Extracted records:
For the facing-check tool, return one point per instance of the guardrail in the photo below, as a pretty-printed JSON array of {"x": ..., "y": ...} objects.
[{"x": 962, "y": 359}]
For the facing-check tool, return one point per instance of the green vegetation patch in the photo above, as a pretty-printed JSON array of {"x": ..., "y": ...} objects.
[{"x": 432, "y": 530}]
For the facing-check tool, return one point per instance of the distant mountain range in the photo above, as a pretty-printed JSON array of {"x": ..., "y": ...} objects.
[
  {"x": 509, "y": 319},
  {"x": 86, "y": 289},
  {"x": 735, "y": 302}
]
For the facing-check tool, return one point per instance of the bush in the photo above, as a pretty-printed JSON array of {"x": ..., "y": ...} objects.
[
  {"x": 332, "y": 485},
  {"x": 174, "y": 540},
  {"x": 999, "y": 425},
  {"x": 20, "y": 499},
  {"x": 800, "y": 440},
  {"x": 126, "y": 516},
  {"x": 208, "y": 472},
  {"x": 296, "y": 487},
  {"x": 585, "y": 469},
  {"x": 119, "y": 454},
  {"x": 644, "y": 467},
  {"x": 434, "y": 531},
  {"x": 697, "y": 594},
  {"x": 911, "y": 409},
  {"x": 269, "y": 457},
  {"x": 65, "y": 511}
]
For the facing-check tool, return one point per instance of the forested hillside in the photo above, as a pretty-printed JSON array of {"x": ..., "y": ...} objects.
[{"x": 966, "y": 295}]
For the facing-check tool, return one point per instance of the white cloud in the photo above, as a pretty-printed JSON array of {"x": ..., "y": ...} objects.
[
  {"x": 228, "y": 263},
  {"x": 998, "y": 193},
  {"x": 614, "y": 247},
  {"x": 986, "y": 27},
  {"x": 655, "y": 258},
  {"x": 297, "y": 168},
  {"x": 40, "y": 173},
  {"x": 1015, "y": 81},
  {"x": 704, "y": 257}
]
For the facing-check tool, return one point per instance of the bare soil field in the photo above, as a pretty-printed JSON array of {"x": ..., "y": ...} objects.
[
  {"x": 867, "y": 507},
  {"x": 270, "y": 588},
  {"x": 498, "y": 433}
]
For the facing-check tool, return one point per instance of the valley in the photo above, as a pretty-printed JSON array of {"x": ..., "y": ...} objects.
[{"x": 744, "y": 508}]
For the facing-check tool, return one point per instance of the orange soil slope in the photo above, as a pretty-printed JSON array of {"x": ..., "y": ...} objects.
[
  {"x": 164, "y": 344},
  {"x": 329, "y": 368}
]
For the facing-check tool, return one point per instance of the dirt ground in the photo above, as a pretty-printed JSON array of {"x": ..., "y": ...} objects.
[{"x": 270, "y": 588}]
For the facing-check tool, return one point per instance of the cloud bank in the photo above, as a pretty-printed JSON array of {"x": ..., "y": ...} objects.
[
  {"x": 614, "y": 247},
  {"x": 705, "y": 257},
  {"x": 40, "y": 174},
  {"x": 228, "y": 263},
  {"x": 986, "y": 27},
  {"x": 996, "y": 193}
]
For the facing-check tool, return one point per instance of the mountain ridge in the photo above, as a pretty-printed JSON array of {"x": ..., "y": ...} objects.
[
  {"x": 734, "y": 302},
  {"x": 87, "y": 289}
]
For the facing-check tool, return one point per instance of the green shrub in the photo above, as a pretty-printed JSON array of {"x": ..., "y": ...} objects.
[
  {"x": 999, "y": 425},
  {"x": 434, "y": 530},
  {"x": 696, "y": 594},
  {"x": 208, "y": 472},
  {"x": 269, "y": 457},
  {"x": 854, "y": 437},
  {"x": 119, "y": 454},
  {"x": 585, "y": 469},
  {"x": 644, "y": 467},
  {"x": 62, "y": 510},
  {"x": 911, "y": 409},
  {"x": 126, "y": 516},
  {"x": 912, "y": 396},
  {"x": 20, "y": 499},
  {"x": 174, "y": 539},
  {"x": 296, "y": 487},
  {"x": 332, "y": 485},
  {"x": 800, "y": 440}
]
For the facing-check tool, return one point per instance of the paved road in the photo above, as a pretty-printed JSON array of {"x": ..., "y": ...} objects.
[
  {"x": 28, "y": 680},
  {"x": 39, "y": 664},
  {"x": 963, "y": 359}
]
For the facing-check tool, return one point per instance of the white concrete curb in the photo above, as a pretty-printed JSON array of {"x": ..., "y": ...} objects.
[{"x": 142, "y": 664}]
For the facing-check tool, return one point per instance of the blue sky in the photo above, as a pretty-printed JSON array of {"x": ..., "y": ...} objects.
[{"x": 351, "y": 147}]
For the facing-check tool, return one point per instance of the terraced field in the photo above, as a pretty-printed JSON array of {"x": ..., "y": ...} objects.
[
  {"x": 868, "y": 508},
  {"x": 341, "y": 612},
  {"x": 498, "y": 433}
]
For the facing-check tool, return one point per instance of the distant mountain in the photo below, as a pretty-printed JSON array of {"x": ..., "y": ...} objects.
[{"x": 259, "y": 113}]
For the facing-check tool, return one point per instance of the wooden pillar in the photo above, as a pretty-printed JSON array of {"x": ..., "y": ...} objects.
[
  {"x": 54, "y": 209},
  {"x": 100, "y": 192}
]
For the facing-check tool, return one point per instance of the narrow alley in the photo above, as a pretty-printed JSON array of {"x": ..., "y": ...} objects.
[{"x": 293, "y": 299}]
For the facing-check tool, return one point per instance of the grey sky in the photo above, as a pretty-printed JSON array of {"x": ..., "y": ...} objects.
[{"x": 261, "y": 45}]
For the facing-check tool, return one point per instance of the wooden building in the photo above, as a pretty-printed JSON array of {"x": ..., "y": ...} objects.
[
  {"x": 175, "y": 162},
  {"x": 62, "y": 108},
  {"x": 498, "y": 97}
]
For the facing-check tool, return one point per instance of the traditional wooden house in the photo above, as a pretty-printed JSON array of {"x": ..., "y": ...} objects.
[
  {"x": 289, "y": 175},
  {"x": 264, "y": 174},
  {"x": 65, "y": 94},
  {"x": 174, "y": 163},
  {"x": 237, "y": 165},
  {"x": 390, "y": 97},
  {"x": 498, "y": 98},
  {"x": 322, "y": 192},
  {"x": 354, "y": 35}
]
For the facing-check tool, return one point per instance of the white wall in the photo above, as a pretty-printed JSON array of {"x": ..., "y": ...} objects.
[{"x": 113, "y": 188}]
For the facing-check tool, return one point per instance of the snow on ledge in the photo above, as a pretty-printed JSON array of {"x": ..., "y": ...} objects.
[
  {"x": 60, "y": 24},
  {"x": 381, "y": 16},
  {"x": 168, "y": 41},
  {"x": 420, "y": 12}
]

● **INSTRUCTIONS TO FOLLOW**
Your task is to repeat the data exactly; please include every line.

● **THE ANSWER**
For the facing-check tool, return one point per instance of the guardrail in the photo below, as a pretty-printed JSON array of {"x": ..., "y": ...} objects.
[{"x": 962, "y": 359}]
For the facing-check tool, return one point per instance of the green vegetation patch in the photo above, as a pretty-printed JSON array of {"x": ..., "y": ...} objects.
[{"x": 432, "y": 530}]
For the facing-check tool, return one point per instance of the distant mountain range in the photo above, as a pretty-printed JSON array of {"x": ..., "y": ...} objects.
[
  {"x": 509, "y": 319},
  {"x": 86, "y": 289},
  {"x": 735, "y": 302}
]
For the facing-check tool, return one point per instance of the bush in the photo above, as a pretty-printed JSON array of {"x": ..., "y": ...} objects.
[
  {"x": 332, "y": 485},
  {"x": 174, "y": 540},
  {"x": 999, "y": 425},
  {"x": 20, "y": 499},
  {"x": 800, "y": 440},
  {"x": 126, "y": 516},
  {"x": 208, "y": 472},
  {"x": 296, "y": 487},
  {"x": 585, "y": 469},
  {"x": 119, "y": 454},
  {"x": 644, "y": 467},
  {"x": 434, "y": 531},
  {"x": 697, "y": 594},
  {"x": 911, "y": 409},
  {"x": 269, "y": 457},
  {"x": 65, "y": 511}
]
For the facing-check tool, return one point per instance of the forested hillside in the photo above, as a pretty-printed JSON array of {"x": ..., "y": ...} objects.
[{"x": 966, "y": 295}]
For the facing-check tool, return one point per instance of the white cloud in the photo above, as a pretty-printed JSON array of {"x": ..., "y": ...} objects.
[
  {"x": 228, "y": 263},
  {"x": 998, "y": 193},
  {"x": 614, "y": 247},
  {"x": 986, "y": 27},
  {"x": 655, "y": 258},
  {"x": 297, "y": 168},
  {"x": 40, "y": 173},
  {"x": 1015, "y": 81},
  {"x": 704, "y": 257}
]
For the facing-check tool, return one point per instance of the bare soil field in the photo above, as a pretty-printed JSON array of {"x": ..., "y": ...} objects.
[
  {"x": 867, "y": 507},
  {"x": 270, "y": 588},
  {"x": 498, "y": 433}
]
For the facing-check tool, return one point per instance of the valley in the photo above, as a pretty-printed JSON array of {"x": ..., "y": ...} objects.
[{"x": 744, "y": 508}]
For the facing-check tool, return one point per instance of the orange soil slope in the photo above, as a pretty-printed JSON array of {"x": ..., "y": ...} objects.
[
  {"x": 164, "y": 344},
  {"x": 329, "y": 368}
]
For the facing-check tool, return one point per instance of the dirt ground in the photo above, as a pretty-printed JSON array of {"x": ..., "y": ...} objects.
[{"x": 270, "y": 588}]
For the facing-check tool, return one point per instance of the cloud bank in the photo above, as a pretty-printed JSON array of {"x": ..., "y": ...} objects.
[
  {"x": 614, "y": 247},
  {"x": 705, "y": 257},
  {"x": 40, "y": 174},
  {"x": 228, "y": 263},
  {"x": 986, "y": 27},
  {"x": 996, "y": 193}
]
For the facing-check tool, return one point per instance of the mountain ridge in the photo above, as a pretty-printed JSON array of {"x": ..., "y": ...} objects.
[
  {"x": 734, "y": 302},
  {"x": 87, "y": 289}
]
For the facing-check tool, return one point per instance of the green shrub in the photo above, as a pretty-printed JSON array of {"x": ..., "y": ...} objects.
[
  {"x": 999, "y": 425},
  {"x": 434, "y": 530},
  {"x": 696, "y": 594},
  {"x": 208, "y": 472},
  {"x": 269, "y": 457},
  {"x": 854, "y": 437},
  {"x": 119, "y": 454},
  {"x": 585, "y": 469},
  {"x": 644, "y": 467},
  {"x": 62, "y": 510},
  {"x": 911, "y": 409},
  {"x": 126, "y": 516},
  {"x": 912, "y": 396},
  {"x": 20, "y": 499},
  {"x": 174, "y": 539},
  {"x": 296, "y": 487},
  {"x": 332, "y": 485},
  {"x": 800, "y": 440}
]
For the facing-check tool, return one point per instance of the paved road in the photo above, as a pretty-printed JSON array of {"x": ..., "y": ...} objects.
[
  {"x": 28, "y": 680},
  {"x": 39, "y": 664},
  {"x": 963, "y": 359}
]
For the facing-check tool, return one point per instance of the white concrete curb in the photo above, as a pretty-printed JSON array of {"x": ..., "y": ...} objects.
[{"x": 142, "y": 664}]
For the facing-check tool, return one point per instance of the blue sky in the photo above, as a pretty-printed JSON array of {"x": ..., "y": ...} objects.
[{"x": 351, "y": 147}]
For the facing-check tool, return one point per instance of the terraced field in the photo above, as a pretty-printed JSON array of {"x": ..., "y": ...} objects.
[
  {"x": 868, "y": 508},
  {"x": 341, "y": 612},
  {"x": 498, "y": 433}
]
For the facing-check tool, return one point per instance of the distant mountain in the photo below, as a pretty-printed JSON array of {"x": ..., "y": ...} objects.
[{"x": 259, "y": 113}]
For the facing-check tool, return one point per instance of the wooden pillar in the photo above, as a pretty-printed JSON array of {"x": ..., "y": ...} objects.
[
  {"x": 54, "y": 209},
  {"x": 100, "y": 192}
]
For the facing-check tool, return one point per instance of the narrow alley in the photo above, as a pretty-printed JSON array of {"x": ..., "y": ...} objects.
[{"x": 293, "y": 299}]
For the facing-check tool, return one point per instance of the grey sky in the photo above, as a pretty-printed JSON array of {"x": ..., "y": ...} objects.
[{"x": 261, "y": 45}]
For the facing-check tool, return one point per instance of the wooden building in the photo above, as a pretty-printed JSON array of {"x": ..., "y": ...} objects.
[
  {"x": 175, "y": 162},
  {"x": 62, "y": 108},
  {"x": 498, "y": 97}
]
For the facing-check tool, return one point per instance of the traditional wooden house in the photo above, as a pretty-printed JSON array of {"x": ..., "y": ...} objects.
[
  {"x": 289, "y": 175},
  {"x": 264, "y": 174},
  {"x": 65, "y": 94},
  {"x": 174, "y": 163},
  {"x": 237, "y": 165},
  {"x": 390, "y": 97},
  {"x": 498, "y": 98},
  {"x": 322, "y": 192},
  {"x": 354, "y": 35}
]
For the facing-check tool, return one point per instance of the white wall in the photo above, as a pretty-printed JSON array of {"x": ..., "y": ...} objects.
[{"x": 113, "y": 188}]
For the facing-check tool, return one point per instance of the snow on ledge in the photo above, as a pretty-printed JSON array of {"x": ..., "y": ...} objects.
[
  {"x": 60, "y": 24},
  {"x": 381, "y": 16},
  {"x": 168, "y": 41},
  {"x": 420, "y": 12}
]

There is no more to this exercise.